- **Work to be completed**:
Print this span of the material below exactly: the line with "Target: man's hand holding phone", the line with "indicate the white wall, one dot per instance", and every line between them, but nothing else.

═══ Records for processing ═══

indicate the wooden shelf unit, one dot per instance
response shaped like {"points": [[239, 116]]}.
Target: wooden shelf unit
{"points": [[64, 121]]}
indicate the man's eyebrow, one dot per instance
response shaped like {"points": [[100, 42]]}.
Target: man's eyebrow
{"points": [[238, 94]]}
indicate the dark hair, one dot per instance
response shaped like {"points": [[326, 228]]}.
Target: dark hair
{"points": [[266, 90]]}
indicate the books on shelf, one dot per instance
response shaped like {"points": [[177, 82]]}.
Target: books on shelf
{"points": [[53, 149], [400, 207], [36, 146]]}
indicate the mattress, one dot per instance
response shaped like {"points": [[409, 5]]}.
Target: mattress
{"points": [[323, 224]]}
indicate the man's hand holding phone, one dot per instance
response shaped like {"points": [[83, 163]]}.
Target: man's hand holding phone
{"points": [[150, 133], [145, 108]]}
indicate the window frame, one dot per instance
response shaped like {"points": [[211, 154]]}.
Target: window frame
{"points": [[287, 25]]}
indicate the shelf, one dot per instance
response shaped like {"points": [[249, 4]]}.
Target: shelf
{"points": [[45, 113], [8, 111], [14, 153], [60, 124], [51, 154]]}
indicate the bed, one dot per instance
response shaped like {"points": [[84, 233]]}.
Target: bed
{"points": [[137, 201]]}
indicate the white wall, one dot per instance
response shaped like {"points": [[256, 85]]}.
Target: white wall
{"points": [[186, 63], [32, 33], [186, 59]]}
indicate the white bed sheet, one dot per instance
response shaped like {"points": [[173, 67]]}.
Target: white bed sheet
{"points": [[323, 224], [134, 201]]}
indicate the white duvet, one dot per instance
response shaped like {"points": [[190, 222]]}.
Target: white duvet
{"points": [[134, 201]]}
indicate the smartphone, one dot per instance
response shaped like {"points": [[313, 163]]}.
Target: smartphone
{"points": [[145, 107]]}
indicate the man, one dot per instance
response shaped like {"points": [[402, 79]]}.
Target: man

═══

- **Result of the task**:
Target: man's hand holding phone
{"points": [[150, 133], [145, 108]]}
indicate the window frame, one dot per instance
response shaped like {"points": [[211, 154]]}.
Target: window frame
{"points": [[287, 25]]}
indicate the shelf, one dot per instance
response shaped like {"points": [[249, 4]]}.
Target: shelf
{"points": [[45, 113], [8, 111], [14, 153], [60, 124], [51, 154]]}
indicate the bed, one dot per instance
response shaped like {"points": [[84, 233]]}.
Target: bed
{"points": [[137, 201]]}
indicate the white wall, one dot per instance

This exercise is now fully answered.